1.  Самый давний и дорогой друг Юсиф Керимов. Многолетний главный редактор газеты "Молодёжь Азербайджана". Бывший деревенский парнишка. Обитурент. С гор, из глубинки, из глухомани. Затем бакинский студент-отличник. (Наша дружба длилась ещё с моей практики и жизни в Бакинском "притворе").  Затем Юсиф стал известным  писателем. Его роман "Красный берег" я в последствии перевела по подстрочнику на русский язык. Для изд-ва "Советский писатель". И он, единственный из писателей нацменов, их тех, кого я переводила, кто откровенно сказал мне и даже написал в письме: "Ирочка, твой перевод  моего "Красного берега" лучше, чем мой оригинал. Спасибо."  Мы десятилетия дружили "домами", семьями. Ещё добром поминаю  его новогодние сюрпризы - бакинские посылки  с бутылкой азербайджанского коньяка, с лучшей медовой пахлавой с орехами (наверное "от Вагифа") и...обязательно со свежей зеленью - пучками патрушки, редиски, кинзы. И это морозной зимой, когда в Москве за окном свистит, метёт снег!..
2.  Певица  Флора Керимова. (Однофамилец Юсифа).  Чудо какая бархатная красавица Востока. Просто Шахерезада. Пышка. Карие очи, опушоны ресницами, копна кудрявых волос. Просто Крамской. "Неизвестная". Да ещё и чудный голос, редкие в Москве азербайджанские песни...  А дверь в большое искусство (не скрою) открыла ей я. Чем и горжусь. Поскольку тогда я работала в  телецентре в сценарном отделе т/о "Экран". И на этом же этаже находилась "Музыкальная" редакция ТВ. Где, кстати, служил редактором мой приятель Юра Визбор. И вот мы уговорили "Главную даму-редактора" (да ещё и членов комиссии) послушать, прослушать эту чудо-девушку Флору из братской республики. С таким редким, низким, бархатным  голосом. И ведь прослушали. И были все очарованы. "Открыли талант". И предоставили таланту впервые выступить по Всесоюзному ТВ. (Другого ТВ тогда просто не было.) И всё случилось, как мы и задумали, как  мечтали. И вскоре даже  целый концерт состоялся у Флоры Керимовой на весь Советский Союз. Во весь "Голубой экран". А это - большое везенье. А потом и пошло, и пошло. В Баку, конечно, особенно. Успех, слава, деньги. И, конечно, любовь. Любовь и мужья...И опять мужья...Порой неудачные.  Однако, конец певческой её карьеры, кажется, не так ярок и славен.

Представленные данные —
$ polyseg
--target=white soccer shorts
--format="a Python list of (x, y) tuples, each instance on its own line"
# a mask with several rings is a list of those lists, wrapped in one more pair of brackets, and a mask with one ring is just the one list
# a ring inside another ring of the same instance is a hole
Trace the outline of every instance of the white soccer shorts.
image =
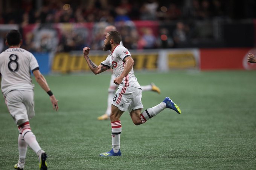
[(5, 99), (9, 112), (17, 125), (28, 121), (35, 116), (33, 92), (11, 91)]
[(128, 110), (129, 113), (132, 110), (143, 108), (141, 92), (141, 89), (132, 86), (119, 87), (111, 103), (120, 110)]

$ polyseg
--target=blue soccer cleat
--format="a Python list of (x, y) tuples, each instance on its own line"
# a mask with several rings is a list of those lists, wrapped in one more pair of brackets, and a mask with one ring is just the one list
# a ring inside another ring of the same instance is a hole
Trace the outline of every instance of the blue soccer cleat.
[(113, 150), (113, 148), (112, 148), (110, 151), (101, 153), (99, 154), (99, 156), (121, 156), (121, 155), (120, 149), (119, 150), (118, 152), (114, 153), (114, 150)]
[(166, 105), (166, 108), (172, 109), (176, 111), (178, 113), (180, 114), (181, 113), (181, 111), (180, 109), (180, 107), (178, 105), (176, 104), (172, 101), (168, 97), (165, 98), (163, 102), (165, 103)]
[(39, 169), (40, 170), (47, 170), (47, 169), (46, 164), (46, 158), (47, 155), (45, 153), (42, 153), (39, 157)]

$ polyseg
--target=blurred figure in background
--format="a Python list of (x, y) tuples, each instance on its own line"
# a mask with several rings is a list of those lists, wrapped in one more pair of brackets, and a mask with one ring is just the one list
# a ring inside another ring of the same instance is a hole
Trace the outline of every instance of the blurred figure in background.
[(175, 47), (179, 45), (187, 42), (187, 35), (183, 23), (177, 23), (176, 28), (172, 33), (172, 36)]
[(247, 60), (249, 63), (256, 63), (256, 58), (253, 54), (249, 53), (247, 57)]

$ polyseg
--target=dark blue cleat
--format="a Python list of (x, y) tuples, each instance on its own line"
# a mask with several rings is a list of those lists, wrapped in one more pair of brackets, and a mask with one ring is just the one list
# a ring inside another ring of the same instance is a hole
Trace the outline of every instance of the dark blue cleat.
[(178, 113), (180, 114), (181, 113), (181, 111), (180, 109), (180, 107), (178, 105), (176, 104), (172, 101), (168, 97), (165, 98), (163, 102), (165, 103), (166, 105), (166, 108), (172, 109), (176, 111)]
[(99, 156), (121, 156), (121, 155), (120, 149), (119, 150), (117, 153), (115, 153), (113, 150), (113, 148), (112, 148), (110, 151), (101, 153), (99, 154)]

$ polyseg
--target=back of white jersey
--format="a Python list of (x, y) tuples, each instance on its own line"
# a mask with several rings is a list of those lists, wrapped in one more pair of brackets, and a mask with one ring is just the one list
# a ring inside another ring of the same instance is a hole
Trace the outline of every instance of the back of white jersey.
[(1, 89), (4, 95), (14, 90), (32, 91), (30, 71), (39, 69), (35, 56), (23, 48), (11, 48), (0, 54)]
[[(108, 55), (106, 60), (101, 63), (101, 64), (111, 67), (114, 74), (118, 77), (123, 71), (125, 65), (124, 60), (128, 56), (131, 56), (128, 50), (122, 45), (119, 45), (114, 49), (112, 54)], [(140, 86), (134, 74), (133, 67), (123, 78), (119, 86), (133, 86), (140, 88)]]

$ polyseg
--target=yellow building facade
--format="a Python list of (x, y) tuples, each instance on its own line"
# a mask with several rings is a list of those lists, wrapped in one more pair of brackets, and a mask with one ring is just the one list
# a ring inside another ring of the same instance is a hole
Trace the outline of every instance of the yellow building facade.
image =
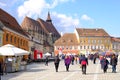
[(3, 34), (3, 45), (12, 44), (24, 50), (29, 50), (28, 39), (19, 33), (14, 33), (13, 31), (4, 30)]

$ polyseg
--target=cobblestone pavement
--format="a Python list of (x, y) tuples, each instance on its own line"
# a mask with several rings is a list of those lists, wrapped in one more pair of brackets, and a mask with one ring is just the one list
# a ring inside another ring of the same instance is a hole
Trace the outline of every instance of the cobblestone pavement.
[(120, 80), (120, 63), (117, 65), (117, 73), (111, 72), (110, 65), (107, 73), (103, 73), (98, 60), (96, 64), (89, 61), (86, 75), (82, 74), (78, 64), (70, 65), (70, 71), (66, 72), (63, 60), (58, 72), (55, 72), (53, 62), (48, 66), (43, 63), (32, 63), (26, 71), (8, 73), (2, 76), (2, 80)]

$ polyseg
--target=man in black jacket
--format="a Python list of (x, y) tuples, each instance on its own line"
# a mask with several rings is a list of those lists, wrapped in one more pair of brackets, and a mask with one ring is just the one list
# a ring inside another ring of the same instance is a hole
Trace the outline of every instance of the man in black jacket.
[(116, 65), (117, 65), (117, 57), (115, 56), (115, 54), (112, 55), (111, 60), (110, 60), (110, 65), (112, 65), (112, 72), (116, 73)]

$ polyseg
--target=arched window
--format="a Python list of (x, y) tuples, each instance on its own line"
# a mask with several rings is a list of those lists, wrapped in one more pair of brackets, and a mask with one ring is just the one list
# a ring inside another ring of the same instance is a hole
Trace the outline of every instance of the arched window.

Задания к упражнению —
a: Ответьте на вопросы по отрывку о Юсифе и Флоре Керимовых.
(i) Как называется роман Юсифа Керимова, переведённый на русский язык по подстрочнику?
(ii) Какую газету многие годы возглавлял Юсиф Керимов как главный редактор?
(iii) Кто служил редактором в «Музыкальной» редакции ТВ?
b: Переименуйте "soccer shorts" в "football shorts" в записях от их начала до строки с "103), (120, 110)]" включительно, остальное оставив без изменений. Изображения в ответ не включайте.

Выполненное упражнение —
a:
(i) «Красный берег».
(ii) «Молодёжь Азербайджана».
(iii) Юра Визбор.

b:
$ polyseg
--target=white football shorts
--format="a Python list of (x, y) tuples, each instance on its own line"
# a mask with several rings is a list of those lists, wrapped in one more pair of brackets, and a mask with one ring is just the one list
# a ring inside another ring of the same instance is a hole
Trace the outline of every instance of the white football shorts.
image =
[(5, 99), (9, 112), (17, 125), (28, 121), (35, 116), (33, 92), (11, 91)]
[(128, 110), (129, 113), (132, 110), (143, 108), (141, 92), (141, 89), (132, 86), (119, 87), (111, 103), (120, 110)]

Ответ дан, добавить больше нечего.